EXTRACTED TEXT:
[Start of section]
I know, I said I would post before Christmas, but then work got busy and my mental health took a dive after Christmas, but here I am! Finally.
I hope everyone had an amazing holiday and a happy new year!
Around this time last year I reflected on the previous year and listed my goals for the year ahead. I had SO many goals, which is totally fine. I see some people make a few goals, some make a single goal, some people go with a word like relax, play, boundaries, etc. Whatever makes you excited and makes you feel good. I don’t like telling people what’s good for them because we’re all different.
This year I didn’t necessarily make a resolution. I’m not a big new years person and I never have been. Although, I do love seeing people chase their dreams and work towards something, and I love that energy around New Years.
Last year, I wrote about how I didn’t feel like I grew. I achieved some great things in 2019, but I didn’t feel good about me. I didn’t feel like I grew as a person because my achievements showed me things I already knew about myself. I wanted to make sure I didn’t feel that way at the end of 2020.
Before I dive into reflecting on my 2020, I want to remind you that 2020 was a crazy year, and if all you could do was take it day by day, moment by moment, then you did great. Everyone has different circumstances.
My biggest achievement in 2020 was that we bought a house.
[End of section]
INFORMATION SHOWN:
[Start of section]
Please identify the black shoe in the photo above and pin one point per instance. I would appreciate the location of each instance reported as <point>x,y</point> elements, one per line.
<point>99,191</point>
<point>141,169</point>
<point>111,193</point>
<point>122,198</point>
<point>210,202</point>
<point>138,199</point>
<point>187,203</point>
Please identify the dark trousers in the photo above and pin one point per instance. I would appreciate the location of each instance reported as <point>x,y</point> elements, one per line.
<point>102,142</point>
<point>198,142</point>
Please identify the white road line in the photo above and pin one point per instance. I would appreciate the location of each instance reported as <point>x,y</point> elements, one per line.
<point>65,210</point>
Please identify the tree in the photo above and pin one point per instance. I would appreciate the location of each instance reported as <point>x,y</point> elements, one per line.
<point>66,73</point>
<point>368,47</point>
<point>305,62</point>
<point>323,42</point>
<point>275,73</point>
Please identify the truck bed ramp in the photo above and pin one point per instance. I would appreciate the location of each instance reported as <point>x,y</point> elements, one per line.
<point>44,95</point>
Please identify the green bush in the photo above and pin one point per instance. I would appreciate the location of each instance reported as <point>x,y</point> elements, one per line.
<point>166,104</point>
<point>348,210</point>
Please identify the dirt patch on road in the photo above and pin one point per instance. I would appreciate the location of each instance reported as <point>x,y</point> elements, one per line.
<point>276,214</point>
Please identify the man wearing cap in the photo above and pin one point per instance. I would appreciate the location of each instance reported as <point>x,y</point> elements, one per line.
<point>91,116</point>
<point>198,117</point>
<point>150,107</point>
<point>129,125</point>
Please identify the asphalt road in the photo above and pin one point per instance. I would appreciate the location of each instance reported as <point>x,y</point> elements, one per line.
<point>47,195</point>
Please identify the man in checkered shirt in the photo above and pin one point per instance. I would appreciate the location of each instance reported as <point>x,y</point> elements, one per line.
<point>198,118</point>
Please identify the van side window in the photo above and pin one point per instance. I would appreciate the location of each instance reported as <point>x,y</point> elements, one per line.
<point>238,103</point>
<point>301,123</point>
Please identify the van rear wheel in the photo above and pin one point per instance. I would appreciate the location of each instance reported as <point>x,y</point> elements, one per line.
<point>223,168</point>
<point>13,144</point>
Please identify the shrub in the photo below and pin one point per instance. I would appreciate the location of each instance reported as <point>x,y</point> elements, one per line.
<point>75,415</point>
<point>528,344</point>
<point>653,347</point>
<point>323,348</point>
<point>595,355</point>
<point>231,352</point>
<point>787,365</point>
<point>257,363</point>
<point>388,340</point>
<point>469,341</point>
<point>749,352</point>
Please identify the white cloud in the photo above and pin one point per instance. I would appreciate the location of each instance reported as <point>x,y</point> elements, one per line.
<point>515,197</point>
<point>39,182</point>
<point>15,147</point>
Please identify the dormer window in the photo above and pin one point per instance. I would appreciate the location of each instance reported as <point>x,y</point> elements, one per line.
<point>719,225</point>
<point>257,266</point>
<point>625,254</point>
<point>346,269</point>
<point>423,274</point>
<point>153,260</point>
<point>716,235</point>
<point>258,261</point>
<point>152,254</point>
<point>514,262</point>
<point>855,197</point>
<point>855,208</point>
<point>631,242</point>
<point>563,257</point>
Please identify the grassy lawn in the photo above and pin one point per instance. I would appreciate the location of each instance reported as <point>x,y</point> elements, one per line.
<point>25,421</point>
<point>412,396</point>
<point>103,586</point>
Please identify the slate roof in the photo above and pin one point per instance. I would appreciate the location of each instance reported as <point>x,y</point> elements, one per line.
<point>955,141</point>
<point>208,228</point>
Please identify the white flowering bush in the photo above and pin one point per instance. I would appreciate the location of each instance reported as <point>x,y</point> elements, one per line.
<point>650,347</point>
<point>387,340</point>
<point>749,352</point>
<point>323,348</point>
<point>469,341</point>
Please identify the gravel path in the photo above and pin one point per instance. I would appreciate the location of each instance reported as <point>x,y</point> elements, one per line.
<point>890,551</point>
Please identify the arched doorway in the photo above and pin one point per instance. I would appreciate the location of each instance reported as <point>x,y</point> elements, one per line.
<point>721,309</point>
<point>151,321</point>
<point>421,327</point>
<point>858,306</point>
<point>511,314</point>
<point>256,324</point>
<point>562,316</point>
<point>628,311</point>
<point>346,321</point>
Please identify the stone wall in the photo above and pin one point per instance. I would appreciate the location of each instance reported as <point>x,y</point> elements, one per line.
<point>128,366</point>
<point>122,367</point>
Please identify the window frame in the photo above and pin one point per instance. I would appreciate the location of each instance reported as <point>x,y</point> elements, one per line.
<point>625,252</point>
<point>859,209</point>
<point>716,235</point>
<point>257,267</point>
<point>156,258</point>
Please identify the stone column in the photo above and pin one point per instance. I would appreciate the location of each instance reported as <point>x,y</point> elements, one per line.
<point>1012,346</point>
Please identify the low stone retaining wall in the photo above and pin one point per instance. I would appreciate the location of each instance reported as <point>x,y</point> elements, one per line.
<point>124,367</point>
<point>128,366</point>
[End of section]
WORK TO COMPLETE:
1. For each statement about the blog post on 2020, say yes or no depending on whether the post agrees, and quote the words that decide it. (a) The writer had many goals for the year before. (b) The writer is a big New Years person. (c) The writer's biggest achievement in 2020 was buying a house.
2. According to the blog post on 2020, why didn't the writer feel they grew as a person in 2019?
3. Please carry on writing the blog post on 2020 from the point where it stops.
The rows play no part in what comes next.

RESPONSES BY ITEM NUMBER:
1.
(a) Yes: "I had SO many goals, which is totally fine."
(b) No: "I’m not a big new years person and I never have been."
(c) Yes: "My biggest achievement in 2020 was that we bought a house."

2. Their achievements showed them things they already knew about themselves.

3.
I went from getting 12 hours every two weeks because of Covid to working two jobs over the summer and saving up enough to buy a house within three months with the help of my boyfriend. Whenever we had talked about moving, we just didn’t see it being achievable within the next year, but when we really put our minds to it, we made it work within three months. Mind you, we were very fortunate to have good jobs. My job picked up over the summer to nearly full-time and I was working a part-time job as well.
I lost my second grandmother. My mom-mom had already passed a while ago, but I lost my mimi in the spring and we couldn’t have a funeral.
I dealt with a lot of trauma and anxiety in 2020 with family things. That was ultimately what drove me to buy a house, I no longer had the option to wait because if we kept waiting it would have been detrimental to my mental health.
In the very beginning of 2020 I got a job I was excited for, I had NO idea what to expect. It got really hard for the company in the spring due to Covid, but it really has picked up since and I’m now doing more than I ever thought I would and I love my job. I really do.
I learned to set new boundaries for my mental health. That’s still a work on progress, but setting boundaries can be so difficult so I’m proud of myself.
I made YouTube videos which was WAY out of my comfort zone. I let them stay up for months but I deleted them a few weeks ago because I just did not feel like I had time for YouTube nor do I have ideas for YouTube. I also made an Instagram page, and although I haven’t been on it, I got to meet some cool people and push out of my comfort zone.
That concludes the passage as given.